LIST OF TASKS:
a – Give the username of each distinct person who posted in the tag team thread, listing each name once.
b – From the tag team thread, quote the passage that begins with the words containing "## Bob Hubbard" and ends with "also well deserving.".

═══ EXTRACT

# Tag Teams



## tshadowchaser (May 25, 2007)

Who was/is the best tag team in History?
Go way back in your memories or pick from a few I have mentioned


The Kangaroos
The Road Warriors
The Harts
Kane and Undertaker
The Warlord and Barbarian
The Sheepherders
Sabo and Van Damn
The Dudleys
The Stiners
Someone else


----------



## tshadowchaser (May 25, 2007)

Ok I am an Idiot I forgot to include the Andersons in that poll


----------



## Bob Hubbard (May 25, 2007)

I added it in for ya. 

Personally, I'd have to go with the Road Warriors. I think they were -the- team of record, though others like the Midnight Rockers, Dudleys, Midnight Express, Public Enemy and  Anderson & Blanchard are also well deserving.


----------



## stone_dragone (May 25, 2007)

The Road Warriors for certain, although Hulk Hogan and Randy "Macho Man" Savage made for some great drama.


----------



## arnisador (May 26, 2007)

Rowdy Roddy Piper, all by himself!!!


----------



## IcemanSK (May 26, 2007)

L.O.D. for sure! I also picked the Sheephearders for comidic effect. The Steiners were fun to watch as well.


----------



## tshadowchaser (May 27, 2007)

I had mentioned the Andersons because they where the first tag team iI rememberd that would take one part of the body and work it the whole match.
The Stiners may have had the most technical knowledge of all of them
The road warriors, weeeellll, they set the standard for all to follow,


----------



## terryl965 (May 27, 2007)

The road warriors but the minnisota wrecking crew of the Anderson was a great team as well, I also like the Stiner Brother.


----------

══════
═══ RECORD EXCERPTS

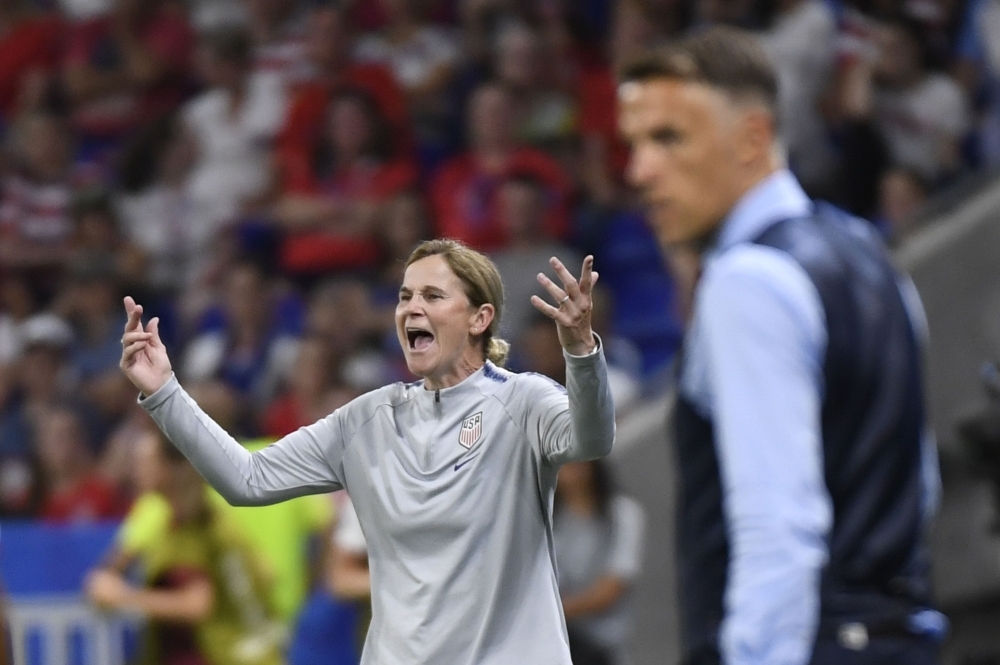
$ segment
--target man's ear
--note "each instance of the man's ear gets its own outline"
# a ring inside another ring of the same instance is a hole
[[[741,164],[752,164],[771,155],[777,134],[775,118],[769,111],[753,106],[743,111],[737,145]]]

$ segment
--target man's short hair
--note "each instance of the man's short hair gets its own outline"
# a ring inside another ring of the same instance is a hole
[[[678,79],[703,83],[734,101],[755,101],[777,113],[778,79],[749,32],[719,26],[648,49],[620,72],[624,83]]]

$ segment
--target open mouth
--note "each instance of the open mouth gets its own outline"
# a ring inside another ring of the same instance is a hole
[[[411,351],[424,351],[434,341],[434,335],[420,328],[407,328],[406,339]]]

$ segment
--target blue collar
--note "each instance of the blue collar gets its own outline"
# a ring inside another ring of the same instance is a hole
[[[812,201],[788,169],[779,169],[740,197],[719,227],[709,257],[749,242],[773,224],[812,213]]]

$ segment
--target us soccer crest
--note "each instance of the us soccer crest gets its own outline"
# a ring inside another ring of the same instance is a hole
[[[471,448],[483,435],[483,412],[469,416],[462,421],[462,429],[458,432],[458,442],[466,448]]]

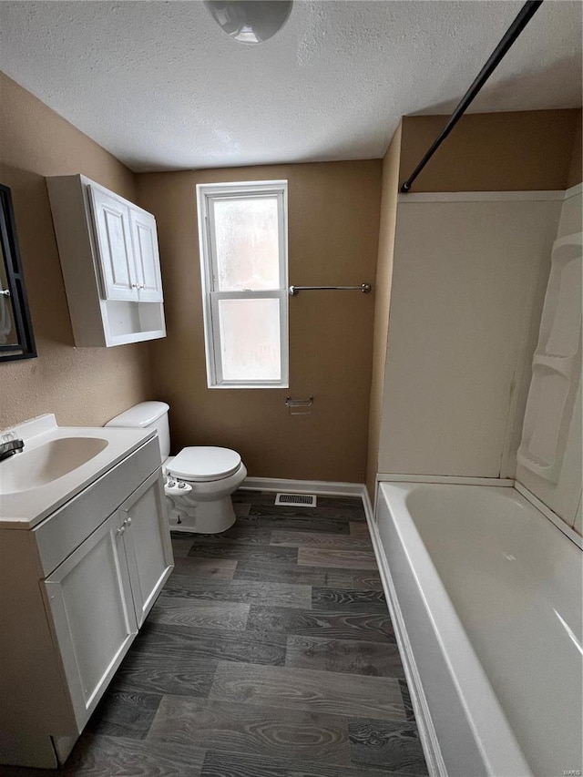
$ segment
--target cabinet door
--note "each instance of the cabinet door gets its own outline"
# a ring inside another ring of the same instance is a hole
[[[43,585],[81,731],[138,632],[119,513]]]
[[[131,591],[138,628],[172,571],[170,529],[161,470],[158,470],[119,508]]]
[[[151,213],[138,208],[131,209],[129,218],[139,301],[161,302],[162,279],[156,219]]]
[[[113,192],[88,187],[107,300],[138,301],[129,207]]]

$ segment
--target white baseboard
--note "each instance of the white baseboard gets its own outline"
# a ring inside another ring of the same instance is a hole
[[[363,483],[336,483],[328,480],[287,480],[278,477],[246,477],[247,491],[293,491],[296,494],[322,494],[326,496],[363,496]]]
[[[445,769],[445,764],[437,741],[437,735],[431,720],[429,707],[423,690],[423,685],[421,684],[421,679],[419,677],[417,665],[411,649],[411,643],[409,642],[409,637],[404,625],[403,613],[401,612],[394,586],[393,585],[393,578],[389,570],[389,565],[386,560],[384,551],[383,550],[381,538],[378,535],[376,522],[374,521],[373,512],[369,512],[366,507],[366,502],[368,502],[369,506],[371,504],[368,498],[368,494],[366,494],[365,497],[363,497],[363,502],[364,503],[364,510],[367,513],[366,519],[368,522],[369,532],[371,534],[371,539],[373,541],[374,557],[379,567],[383,589],[386,598],[393,629],[394,630],[399,653],[401,654],[401,660],[403,661],[403,667],[404,669],[404,675],[409,689],[411,703],[413,704],[415,715],[415,722],[419,731],[419,739],[421,741],[423,751],[425,756],[425,762],[427,763],[427,770],[430,777],[447,777],[447,770]]]

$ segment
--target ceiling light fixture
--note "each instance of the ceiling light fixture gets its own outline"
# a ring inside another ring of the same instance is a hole
[[[263,43],[287,22],[292,0],[204,0],[212,18],[240,43]]]

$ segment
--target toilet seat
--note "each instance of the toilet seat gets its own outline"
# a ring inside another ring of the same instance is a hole
[[[182,448],[168,465],[169,475],[179,480],[206,483],[233,475],[241,465],[240,456],[229,448],[194,445]]]

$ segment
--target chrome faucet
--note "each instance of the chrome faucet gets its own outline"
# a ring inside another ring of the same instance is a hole
[[[0,435],[0,461],[22,452],[24,447],[25,441],[19,440],[14,432]]]

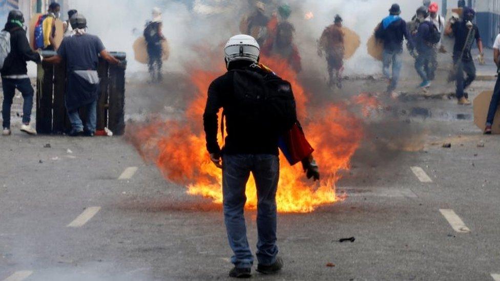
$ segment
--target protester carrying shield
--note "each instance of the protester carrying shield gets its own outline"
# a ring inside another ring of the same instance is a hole
[[[344,70],[344,55],[345,47],[344,34],[342,31],[342,18],[335,16],[334,24],[325,29],[320,38],[318,54],[320,57],[325,53],[328,64],[328,85],[342,88],[342,71]]]
[[[413,49],[413,45],[407,28],[406,22],[399,16],[401,13],[399,5],[393,4],[389,12],[389,15],[382,20],[375,31],[375,37],[384,42],[383,71],[388,80],[387,92],[394,96],[396,95],[394,91],[398,86],[402,67],[403,40],[406,39],[410,50]],[[392,74],[389,70],[391,64]]]
[[[258,63],[260,52],[252,36],[240,35],[230,39],[224,48],[228,71],[210,85],[203,114],[207,149],[212,162],[222,169],[224,222],[234,252],[235,267],[230,276],[234,277],[250,277],[254,261],[243,211],[251,172],[258,201],[257,270],[272,274],[283,267],[277,256],[276,235],[278,146],[281,136],[297,129],[297,112],[291,85]],[[221,108],[227,133],[222,149],[217,142]],[[310,155],[303,160],[308,176],[319,179],[318,166]]]
[[[415,36],[415,46],[418,55],[415,61],[415,69],[422,79],[420,87],[426,88],[430,86],[434,78],[432,59],[435,46],[441,40],[441,33],[434,24],[425,19],[428,16],[427,9],[424,6],[417,10],[417,18],[420,25]]]
[[[110,63],[122,62],[109,54],[98,37],[87,33],[87,19],[83,15],[74,15],[70,22],[73,35],[64,38],[57,55],[44,61],[51,63],[66,61],[68,71],[66,104],[71,123],[69,135],[91,137],[94,136],[96,126],[98,55]],[[81,107],[86,109],[88,116],[85,127],[78,112]]]
[[[475,41],[481,57],[484,57],[483,41],[479,34],[477,26],[473,23],[475,12],[469,8],[464,8],[463,20],[456,21],[452,17],[447,24],[445,34],[453,35],[455,37],[453,47],[453,71],[456,83],[456,98],[459,104],[470,105],[470,101],[467,97],[468,94],[464,92],[472,83],[476,78],[476,68],[474,59],[471,54],[472,44]],[[464,73],[467,74],[464,79]]]
[[[17,89],[24,99],[21,131],[30,135],[36,135],[36,131],[30,125],[34,91],[28,76],[26,62],[31,60],[39,63],[41,59],[40,55],[33,52],[30,47],[24,29],[24,16],[20,11],[13,10],[9,13],[7,23],[0,35],[1,49],[10,50],[10,53],[2,53],[0,56],[4,59],[3,68],[0,70],[4,91],[2,134],[9,136],[11,134],[10,110],[15,90]]]
[[[161,10],[159,8],[153,9],[153,20],[146,24],[144,38],[148,46],[148,65],[151,76],[151,82],[160,82],[162,80],[161,68],[163,66],[163,41],[165,37],[162,28],[163,20]]]

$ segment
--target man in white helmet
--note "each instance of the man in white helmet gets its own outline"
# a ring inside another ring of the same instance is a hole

══════

TASK RESPONSES:
a – tshadowchaser, Bob Hubbard, stone_dragone, arnisador, IcemanSK, terryl965

b –
## Bob Hubbard (May 25, 2007)

I added it in for ya. 

Personally, I'd have to go with the Road Warriors. I think they were -the- team of record, though others like the Midnight Rockers, Dudleys, Midnight Express, Public Enemy and  Anderson & Blanchard are also well deserving.